| 本文 |
=======

「借金している奴はパチンコ屋に行くな」に対する、別に返答は来なくても良い反論
「借金している奴はパチンコ屋に来るな」といった内容のツイートが一瞬だけ表示されて、次の瞬間タイムラインの水底に沈んだ。いいねが沢山ついているような気もするし、そんなこともなかった気がする。
この主張について、多額の借金を抱える身としては特に何も言うことがない。「そりゃそうだ」以外の感想が思い浮かばない正論だ。
一方で、それでもなおパチンコ屋に行く人たちには行く人なりの理由があり、中にはいろいろと事情を抱えている人もいるのだろうなと想像する。
「借金で打つな」は間違った主張ではないだろうし、大っぴらに反論しようとも思わないが、「それは別に大声で叫ぶようなことでもないだろう」との違和感もある。今日はそのことについて書きたい。

=======

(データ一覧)
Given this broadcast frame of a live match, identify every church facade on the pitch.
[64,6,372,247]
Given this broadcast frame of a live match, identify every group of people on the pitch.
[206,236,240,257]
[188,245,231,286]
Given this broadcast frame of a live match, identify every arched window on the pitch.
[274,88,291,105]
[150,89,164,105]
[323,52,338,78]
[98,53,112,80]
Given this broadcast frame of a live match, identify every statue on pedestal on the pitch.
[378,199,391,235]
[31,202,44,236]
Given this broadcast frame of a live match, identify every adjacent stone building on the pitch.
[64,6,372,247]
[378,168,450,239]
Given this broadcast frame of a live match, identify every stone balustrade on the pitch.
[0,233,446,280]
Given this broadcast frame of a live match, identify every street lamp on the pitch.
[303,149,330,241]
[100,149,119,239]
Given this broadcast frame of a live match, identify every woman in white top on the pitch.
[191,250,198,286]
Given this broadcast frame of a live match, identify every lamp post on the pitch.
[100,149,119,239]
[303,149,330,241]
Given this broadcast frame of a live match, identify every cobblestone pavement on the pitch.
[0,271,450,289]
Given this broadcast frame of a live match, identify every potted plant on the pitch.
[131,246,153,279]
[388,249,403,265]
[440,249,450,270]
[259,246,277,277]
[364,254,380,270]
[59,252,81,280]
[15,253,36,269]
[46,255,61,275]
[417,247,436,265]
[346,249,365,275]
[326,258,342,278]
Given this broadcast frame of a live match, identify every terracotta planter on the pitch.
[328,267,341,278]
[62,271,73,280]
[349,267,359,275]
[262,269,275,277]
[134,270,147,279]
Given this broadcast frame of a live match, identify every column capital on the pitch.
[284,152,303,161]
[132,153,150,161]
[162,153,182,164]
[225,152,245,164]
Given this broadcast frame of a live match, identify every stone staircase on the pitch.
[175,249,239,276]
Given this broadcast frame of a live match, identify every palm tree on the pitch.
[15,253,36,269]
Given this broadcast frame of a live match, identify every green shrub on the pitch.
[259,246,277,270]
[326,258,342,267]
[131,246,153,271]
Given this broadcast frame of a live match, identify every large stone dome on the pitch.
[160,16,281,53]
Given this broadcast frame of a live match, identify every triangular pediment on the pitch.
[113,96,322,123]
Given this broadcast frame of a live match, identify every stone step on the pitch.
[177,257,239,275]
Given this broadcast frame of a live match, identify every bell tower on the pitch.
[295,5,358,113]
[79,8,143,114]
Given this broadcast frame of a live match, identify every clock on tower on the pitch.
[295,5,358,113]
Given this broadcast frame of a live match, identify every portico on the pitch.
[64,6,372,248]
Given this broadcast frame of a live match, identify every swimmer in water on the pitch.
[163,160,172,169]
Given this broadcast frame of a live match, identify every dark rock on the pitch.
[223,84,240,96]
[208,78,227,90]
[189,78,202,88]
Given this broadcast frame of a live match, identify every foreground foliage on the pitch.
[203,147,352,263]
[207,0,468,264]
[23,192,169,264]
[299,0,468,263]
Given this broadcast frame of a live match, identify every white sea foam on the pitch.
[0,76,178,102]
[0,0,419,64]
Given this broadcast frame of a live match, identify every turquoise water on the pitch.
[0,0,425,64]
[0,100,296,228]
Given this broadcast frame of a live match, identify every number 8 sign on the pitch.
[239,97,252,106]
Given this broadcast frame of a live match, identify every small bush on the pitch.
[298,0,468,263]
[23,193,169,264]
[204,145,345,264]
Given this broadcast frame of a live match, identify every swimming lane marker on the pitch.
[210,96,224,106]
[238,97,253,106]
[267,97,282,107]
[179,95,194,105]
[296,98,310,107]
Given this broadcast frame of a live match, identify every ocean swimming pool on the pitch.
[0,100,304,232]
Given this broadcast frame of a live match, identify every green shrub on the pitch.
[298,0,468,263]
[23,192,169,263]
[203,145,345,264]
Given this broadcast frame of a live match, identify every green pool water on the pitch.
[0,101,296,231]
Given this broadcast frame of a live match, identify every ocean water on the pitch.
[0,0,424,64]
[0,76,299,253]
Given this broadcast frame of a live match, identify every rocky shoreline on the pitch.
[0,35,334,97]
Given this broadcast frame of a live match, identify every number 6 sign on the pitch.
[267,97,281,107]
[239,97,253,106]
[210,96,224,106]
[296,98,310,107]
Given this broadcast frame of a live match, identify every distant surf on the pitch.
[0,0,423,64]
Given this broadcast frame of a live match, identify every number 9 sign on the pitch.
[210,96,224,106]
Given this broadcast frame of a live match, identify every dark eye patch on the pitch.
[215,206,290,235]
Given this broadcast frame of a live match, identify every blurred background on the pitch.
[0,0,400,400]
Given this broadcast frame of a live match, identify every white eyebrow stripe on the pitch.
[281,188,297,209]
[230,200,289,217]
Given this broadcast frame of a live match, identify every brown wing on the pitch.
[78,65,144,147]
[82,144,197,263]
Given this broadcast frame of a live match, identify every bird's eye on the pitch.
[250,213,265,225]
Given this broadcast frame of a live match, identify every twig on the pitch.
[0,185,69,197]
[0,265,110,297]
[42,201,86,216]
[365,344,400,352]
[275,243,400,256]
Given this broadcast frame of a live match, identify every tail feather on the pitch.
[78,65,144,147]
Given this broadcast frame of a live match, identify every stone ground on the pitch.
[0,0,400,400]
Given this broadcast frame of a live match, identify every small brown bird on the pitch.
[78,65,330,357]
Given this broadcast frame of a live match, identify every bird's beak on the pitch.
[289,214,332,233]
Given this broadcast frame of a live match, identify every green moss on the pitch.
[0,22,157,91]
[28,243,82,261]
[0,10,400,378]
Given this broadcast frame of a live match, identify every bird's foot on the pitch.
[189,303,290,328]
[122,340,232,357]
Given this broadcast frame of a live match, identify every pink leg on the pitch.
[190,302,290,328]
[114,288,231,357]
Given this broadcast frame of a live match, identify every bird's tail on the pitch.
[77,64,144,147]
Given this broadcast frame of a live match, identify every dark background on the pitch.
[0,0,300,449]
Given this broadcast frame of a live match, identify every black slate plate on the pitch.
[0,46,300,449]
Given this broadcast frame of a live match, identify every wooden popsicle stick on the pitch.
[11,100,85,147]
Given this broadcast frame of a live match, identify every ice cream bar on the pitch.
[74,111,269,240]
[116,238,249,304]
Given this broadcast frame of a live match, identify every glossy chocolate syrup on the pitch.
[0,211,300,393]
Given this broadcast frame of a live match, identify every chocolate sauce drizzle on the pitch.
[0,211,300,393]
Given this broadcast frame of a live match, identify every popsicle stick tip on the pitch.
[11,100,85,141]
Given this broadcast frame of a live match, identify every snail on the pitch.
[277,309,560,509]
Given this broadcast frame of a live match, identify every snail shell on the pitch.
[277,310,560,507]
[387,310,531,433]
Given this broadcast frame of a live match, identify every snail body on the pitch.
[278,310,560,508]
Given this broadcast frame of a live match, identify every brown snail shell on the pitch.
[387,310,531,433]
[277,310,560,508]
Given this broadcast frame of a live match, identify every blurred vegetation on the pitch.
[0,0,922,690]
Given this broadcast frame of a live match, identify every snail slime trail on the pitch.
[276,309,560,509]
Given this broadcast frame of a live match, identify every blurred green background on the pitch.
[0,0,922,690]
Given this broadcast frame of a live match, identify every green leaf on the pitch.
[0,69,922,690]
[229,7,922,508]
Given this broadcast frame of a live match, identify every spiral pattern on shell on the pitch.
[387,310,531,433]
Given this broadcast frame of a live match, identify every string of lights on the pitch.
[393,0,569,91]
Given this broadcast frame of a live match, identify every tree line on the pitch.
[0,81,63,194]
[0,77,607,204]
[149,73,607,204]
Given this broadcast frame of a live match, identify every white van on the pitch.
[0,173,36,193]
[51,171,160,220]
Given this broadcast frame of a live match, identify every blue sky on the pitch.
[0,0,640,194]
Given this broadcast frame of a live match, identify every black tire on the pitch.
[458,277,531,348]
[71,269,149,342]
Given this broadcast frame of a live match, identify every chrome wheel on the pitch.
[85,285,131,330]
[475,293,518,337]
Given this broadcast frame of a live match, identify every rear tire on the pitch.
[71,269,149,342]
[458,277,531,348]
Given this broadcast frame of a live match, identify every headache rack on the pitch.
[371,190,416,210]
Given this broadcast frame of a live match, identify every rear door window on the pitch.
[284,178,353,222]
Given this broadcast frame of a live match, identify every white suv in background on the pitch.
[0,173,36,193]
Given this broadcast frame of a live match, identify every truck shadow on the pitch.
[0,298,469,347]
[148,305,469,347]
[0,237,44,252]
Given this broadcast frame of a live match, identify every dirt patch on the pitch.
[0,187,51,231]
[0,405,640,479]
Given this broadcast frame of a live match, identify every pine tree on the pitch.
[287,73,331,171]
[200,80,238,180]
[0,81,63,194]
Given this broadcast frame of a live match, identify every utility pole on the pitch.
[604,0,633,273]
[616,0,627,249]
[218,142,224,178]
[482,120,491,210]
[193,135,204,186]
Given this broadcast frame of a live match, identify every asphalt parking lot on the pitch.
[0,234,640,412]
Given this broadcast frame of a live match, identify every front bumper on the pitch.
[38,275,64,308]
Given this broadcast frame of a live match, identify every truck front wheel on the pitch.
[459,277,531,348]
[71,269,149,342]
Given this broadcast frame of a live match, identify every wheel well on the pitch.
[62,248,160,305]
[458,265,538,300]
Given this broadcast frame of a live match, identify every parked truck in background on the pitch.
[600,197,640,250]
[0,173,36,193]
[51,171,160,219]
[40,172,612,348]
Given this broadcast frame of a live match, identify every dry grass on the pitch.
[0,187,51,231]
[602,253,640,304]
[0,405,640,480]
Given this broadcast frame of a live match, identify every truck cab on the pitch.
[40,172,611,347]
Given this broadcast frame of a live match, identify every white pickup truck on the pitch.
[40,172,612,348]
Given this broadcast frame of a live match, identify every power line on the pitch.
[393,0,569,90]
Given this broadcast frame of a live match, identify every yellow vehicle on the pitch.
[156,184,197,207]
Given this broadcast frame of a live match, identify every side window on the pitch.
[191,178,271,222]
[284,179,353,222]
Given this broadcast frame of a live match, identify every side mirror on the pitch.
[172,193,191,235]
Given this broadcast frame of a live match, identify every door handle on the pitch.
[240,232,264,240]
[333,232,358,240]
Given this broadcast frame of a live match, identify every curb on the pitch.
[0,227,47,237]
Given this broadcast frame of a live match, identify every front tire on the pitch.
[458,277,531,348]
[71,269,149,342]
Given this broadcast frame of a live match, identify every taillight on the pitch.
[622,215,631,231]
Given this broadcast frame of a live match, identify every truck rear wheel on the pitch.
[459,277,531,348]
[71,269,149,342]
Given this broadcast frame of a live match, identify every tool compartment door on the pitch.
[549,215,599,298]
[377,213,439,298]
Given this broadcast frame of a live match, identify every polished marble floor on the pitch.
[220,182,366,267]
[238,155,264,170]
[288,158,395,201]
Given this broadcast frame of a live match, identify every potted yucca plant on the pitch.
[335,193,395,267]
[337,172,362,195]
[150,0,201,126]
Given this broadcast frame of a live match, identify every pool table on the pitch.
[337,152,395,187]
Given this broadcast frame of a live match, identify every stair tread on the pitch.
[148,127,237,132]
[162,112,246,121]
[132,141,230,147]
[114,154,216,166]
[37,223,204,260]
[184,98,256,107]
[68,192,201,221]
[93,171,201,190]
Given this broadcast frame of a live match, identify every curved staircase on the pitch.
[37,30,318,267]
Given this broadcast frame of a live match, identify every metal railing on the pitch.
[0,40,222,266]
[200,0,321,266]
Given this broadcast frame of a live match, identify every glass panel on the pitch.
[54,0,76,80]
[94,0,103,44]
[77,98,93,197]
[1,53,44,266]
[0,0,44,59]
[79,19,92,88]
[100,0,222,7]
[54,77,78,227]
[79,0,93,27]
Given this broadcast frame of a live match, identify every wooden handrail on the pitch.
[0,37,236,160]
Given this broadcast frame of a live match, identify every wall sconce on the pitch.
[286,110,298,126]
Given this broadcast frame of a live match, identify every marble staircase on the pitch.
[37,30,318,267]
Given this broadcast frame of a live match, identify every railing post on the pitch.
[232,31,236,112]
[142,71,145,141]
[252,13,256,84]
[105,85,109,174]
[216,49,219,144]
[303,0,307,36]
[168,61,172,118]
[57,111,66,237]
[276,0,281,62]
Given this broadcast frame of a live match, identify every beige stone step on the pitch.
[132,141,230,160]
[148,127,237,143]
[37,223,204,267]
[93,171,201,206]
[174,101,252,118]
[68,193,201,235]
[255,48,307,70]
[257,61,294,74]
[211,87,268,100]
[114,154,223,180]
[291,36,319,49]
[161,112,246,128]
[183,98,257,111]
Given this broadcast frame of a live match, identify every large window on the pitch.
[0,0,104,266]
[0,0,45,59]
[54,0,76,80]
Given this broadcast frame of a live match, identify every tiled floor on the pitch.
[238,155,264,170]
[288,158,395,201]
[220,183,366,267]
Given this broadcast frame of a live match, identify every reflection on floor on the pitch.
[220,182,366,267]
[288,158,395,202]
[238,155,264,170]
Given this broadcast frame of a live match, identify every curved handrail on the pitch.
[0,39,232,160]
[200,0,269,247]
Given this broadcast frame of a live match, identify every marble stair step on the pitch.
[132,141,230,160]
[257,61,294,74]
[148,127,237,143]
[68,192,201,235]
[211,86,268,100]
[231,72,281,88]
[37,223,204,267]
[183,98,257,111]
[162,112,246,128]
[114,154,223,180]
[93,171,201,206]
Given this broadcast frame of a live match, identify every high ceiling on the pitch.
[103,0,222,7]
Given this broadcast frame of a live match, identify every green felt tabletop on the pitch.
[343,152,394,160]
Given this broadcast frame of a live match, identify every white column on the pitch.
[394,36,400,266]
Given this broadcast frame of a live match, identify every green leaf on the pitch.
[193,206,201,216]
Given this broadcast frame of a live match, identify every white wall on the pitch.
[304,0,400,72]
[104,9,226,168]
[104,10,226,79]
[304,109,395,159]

=======

| 次の課題 |
(A) 本文によると、「借金で打つな」という主張に対して筆者はどのような違和感を抱いているか。
(B) 項目のうち、文字列「background」を含む行の数を答えよ。大文字と小文字は区別し、数だけを書くこと。

| 結果 |
(A) 「それは別に大声で叫ぶようなことでもないだろう」という違和感。

(B) 5